== Source material

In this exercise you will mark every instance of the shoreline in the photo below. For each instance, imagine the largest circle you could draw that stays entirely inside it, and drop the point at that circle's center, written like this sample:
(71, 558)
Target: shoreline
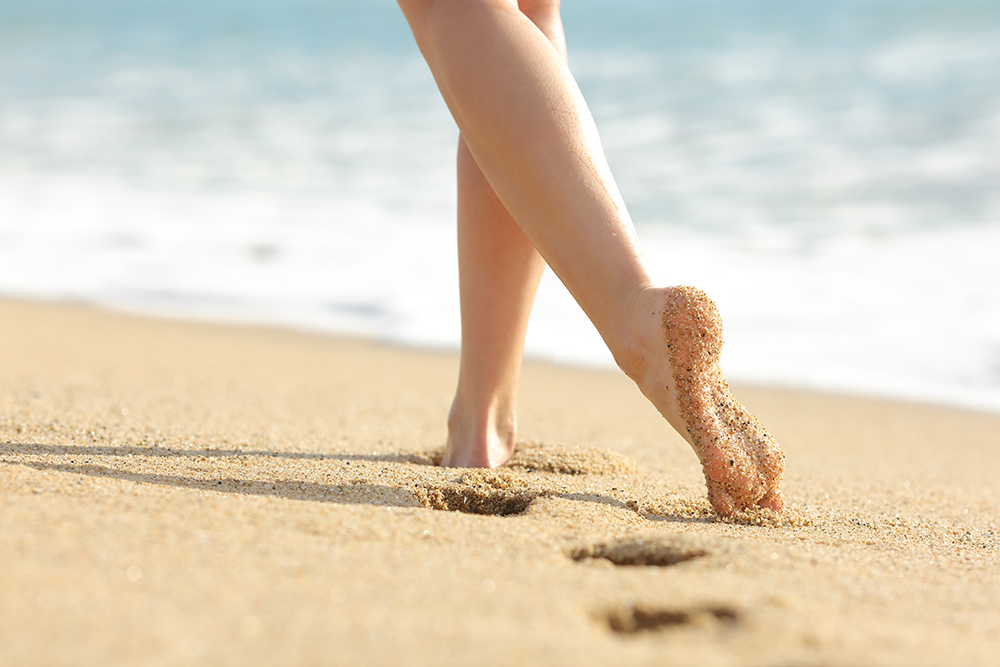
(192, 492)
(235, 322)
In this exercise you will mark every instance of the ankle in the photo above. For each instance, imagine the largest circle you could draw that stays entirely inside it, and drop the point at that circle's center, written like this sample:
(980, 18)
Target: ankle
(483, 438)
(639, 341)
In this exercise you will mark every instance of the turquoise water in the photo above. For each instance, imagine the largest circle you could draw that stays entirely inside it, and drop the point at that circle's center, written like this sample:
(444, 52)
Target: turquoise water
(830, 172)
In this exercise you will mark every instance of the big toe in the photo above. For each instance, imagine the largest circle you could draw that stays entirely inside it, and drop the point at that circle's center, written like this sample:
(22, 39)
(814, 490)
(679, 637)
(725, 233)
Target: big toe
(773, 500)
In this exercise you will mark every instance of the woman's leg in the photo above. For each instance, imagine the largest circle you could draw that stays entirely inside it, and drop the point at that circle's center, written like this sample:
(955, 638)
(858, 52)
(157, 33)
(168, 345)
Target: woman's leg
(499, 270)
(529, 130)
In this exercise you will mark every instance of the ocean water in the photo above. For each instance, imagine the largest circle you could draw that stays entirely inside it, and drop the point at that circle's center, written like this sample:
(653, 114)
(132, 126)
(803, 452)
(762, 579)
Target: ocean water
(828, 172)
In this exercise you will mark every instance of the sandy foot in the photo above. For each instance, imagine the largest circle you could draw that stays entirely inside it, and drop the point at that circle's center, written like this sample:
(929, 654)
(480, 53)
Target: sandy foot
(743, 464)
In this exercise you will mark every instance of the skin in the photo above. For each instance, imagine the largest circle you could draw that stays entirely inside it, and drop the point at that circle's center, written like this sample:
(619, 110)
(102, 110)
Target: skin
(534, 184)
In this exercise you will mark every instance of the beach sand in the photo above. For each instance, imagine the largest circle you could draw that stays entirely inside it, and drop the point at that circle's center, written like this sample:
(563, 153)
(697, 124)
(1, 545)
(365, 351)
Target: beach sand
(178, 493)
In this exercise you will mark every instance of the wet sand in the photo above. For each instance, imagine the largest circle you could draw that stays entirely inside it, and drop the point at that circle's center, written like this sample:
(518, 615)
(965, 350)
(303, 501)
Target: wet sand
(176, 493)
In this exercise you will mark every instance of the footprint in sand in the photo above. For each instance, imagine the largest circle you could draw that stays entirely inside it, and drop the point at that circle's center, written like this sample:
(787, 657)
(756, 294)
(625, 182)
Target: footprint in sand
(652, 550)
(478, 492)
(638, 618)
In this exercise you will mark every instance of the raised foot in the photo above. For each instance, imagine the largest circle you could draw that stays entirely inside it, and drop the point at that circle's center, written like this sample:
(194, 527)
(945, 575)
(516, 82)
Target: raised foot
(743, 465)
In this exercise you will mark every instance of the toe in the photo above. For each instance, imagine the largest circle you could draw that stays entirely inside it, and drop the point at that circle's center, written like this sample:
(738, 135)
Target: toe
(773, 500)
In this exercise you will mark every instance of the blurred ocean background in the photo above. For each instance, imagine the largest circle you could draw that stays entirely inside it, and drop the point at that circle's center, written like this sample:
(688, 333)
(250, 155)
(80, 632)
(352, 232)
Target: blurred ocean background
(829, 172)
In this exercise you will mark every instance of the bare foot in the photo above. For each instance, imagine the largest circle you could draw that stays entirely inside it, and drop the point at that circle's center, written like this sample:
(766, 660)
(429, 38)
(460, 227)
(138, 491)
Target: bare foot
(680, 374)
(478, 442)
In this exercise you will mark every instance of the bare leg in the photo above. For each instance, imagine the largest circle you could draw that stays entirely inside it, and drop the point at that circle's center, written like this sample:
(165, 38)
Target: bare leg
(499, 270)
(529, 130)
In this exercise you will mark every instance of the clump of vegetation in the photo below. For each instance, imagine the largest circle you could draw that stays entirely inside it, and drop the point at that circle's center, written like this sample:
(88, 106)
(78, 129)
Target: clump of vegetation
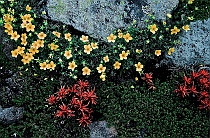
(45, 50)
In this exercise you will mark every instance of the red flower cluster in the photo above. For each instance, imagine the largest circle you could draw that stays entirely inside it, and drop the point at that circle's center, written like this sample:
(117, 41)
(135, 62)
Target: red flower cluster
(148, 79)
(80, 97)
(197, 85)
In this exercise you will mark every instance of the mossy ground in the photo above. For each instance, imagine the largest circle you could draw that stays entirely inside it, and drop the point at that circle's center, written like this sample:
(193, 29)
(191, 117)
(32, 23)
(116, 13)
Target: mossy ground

====

**What is needed:**
Omit the pictures. Transcribe every record exactly.

**Worked solution:**
In this exercise you will mark every instance of the shoreline in the photo below. For each instance, imagine the largest circle you could draw that stays entirely inside it, and drop the point at that circle's center, written like this sample:
(71, 558)
Target: shoreline
(192, 492)
(235, 322)
In this exercise you will mark every instance of the ankle in the photo above. For each instance, imagine the largest circle you could draw that stays entirely inside it, and drop the point at that circle's center, written like this sample:
(980, 18)
Target: ankle
(483, 438)
(639, 341)
In this exercise you will mark every instance of the turquoise water in the photo above. For each instance, imagine the largest circle you could draw that stays entirely inside it, and drop the point at that circle's center, written like this sample:
(444, 52)
Target: turquoise water
(830, 172)
In this exercise you will mark every instance of the big toe in the photo above. For each instance, imagine the largest circle you could draw that stays entirely inside it, and drop the point at that circle's center, written like this sample:
(22, 39)
(814, 490)
(679, 637)
(725, 233)
Target: big toe
(773, 500)
In this exercise you will mark every instance of the woman's leg in the photo above. For each instance, imagine the largest circle you could draw that stays entirely inside it, and drop the point at that circle's center, written like this sample:
(955, 638)
(858, 52)
(157, 33)
(168, 345)
Target: woman's leg
(499, 270)
(529, 130)
In this exercise you will mark every instance of the ocean water in the photo above. For each instance, imagine the largest circle you could draw that stays entirely inside it, and drop the point at that circle's center, written like this sample:
(653, 114)
(132, 126)
(803, 452)
(762, 579)
Target: ocean water
(828, 172)
In this exercise you will mark every instance of the sandy foot in the photo above. For each instance, imagine the largest circle you could draw that stays entirely inside it, and drop the point at that circle's center, written like this sample:
(929, 654)
(480, 53)
Target: sandy foot
(743, 464)
In this exercise you will mark every instance of the skin in the photo above. For each instance, imagine the largest circle you could draw that stays entirely inside it, and drop the point at that circle's center, written like this sample:
(619, 110)
(102, 110)
Target: skin
(534, 184)
In this exercise you will mark every instance of the beach sand in the photo above. For each instance, imagine the largest circle you could draw that stays entirely inside it, and drop the point at that circle's center, written like this sample:
(563, 153)
(697, 124)
(1, 545)
(365, 351)
Target: beach sand
(178, 493)
In this exercise you will mark every instance of the wet sand in the photo above. For each instance, imagine the largest circle you could draw that stays entirely inside it, and drop the point at that circle's center, written like this sample:
(518, 615)
(965, 350)
(303, 501)
Target: wet sand
(176, 493)
In this exercise you will mark every instance of the footprint in sand in the photo above. For each instance, imagine the largest circle you could draw that stays entirely inside it, and drop the point at that circle's center, written like this sample:
(787, 657)
(756, 294)
(625, 182)
Target: footprint in sand
(652, 550)
(478, 492)
(638, 618)
In this exercise you will mark every instance of the raised foot in the photo above. For each instance, imagine the largest circle you could draw that stays entirely inside it, and drop the point at that circle's center, written like this sample:
(194, 527)
(945, 575)
(516, 82)
Target: raised foot
(743, 465)
In this exercise you will mark every instance of the toe in the photo above. For each instance, imagine the largest circle you could draw that stays entirely inside it, and drop the point at that circle's center, written like this sample:
(738, 135)
Target: toe
(773, 500)
In this exercise you will mark every instance of the blurred ocean background in the photo above. For each instance, imagine the largest circle you could draw that stays entirely inside it, and drop the point at that circle's center, written like this sample:
(688, 333)
(250, 155)
(80, 632)
(352, 232)
Target: blurred ocean background
(829, 172)
In this exercise you will mark every instance of the bare foot in the photo above. For each instance, imagine the largest circle you could draw that stays entirely inside it, and drop the point at that circle's center, written like this sample:
(766, 660)
(429, 38)
(460, 227)
(138, 491)
Target: bare foot
(680, 374)
(478, 442)
In this exercise you will mark every instance of the bare leg in the photo above. For each instance, imagine the largest circle you could draw that stays entirely inside it, and drop the point at that circle's center, written like this sample:
(165, 38)
Target: bare leg
(499, 270)
(529, 130)
In this exercise you will mark every instance of the clump of vegetation in the photo below. For each instance, imagine the largest circle you could draw that stays entirely inside it, and drop the point at that circle's center, written like this sample:
(88, 106)
(78, 129)
Target: clump of vegetation
(45, 50)
In this exercise you will mark every instance of the red flower cluster in the photo above. For each instance, imagine the largest circle you could draw that stays entirely inside it, and drop the point at that circle's center, written like this sample:
(117, 41)
(135, 62)
Target: red flower cluster
(148, 79)
(80, 97)
(197, 85)
In this exercise you will mark every instance of the mossy ground in the photo above. For each instance, imagine the largest circle you could draw that stays entirely inside it, and drop the point at that circle's center, written like this sample:
(193, 29)
(191, 117)
(32, 23)
(116, 13)
Target: mossy ground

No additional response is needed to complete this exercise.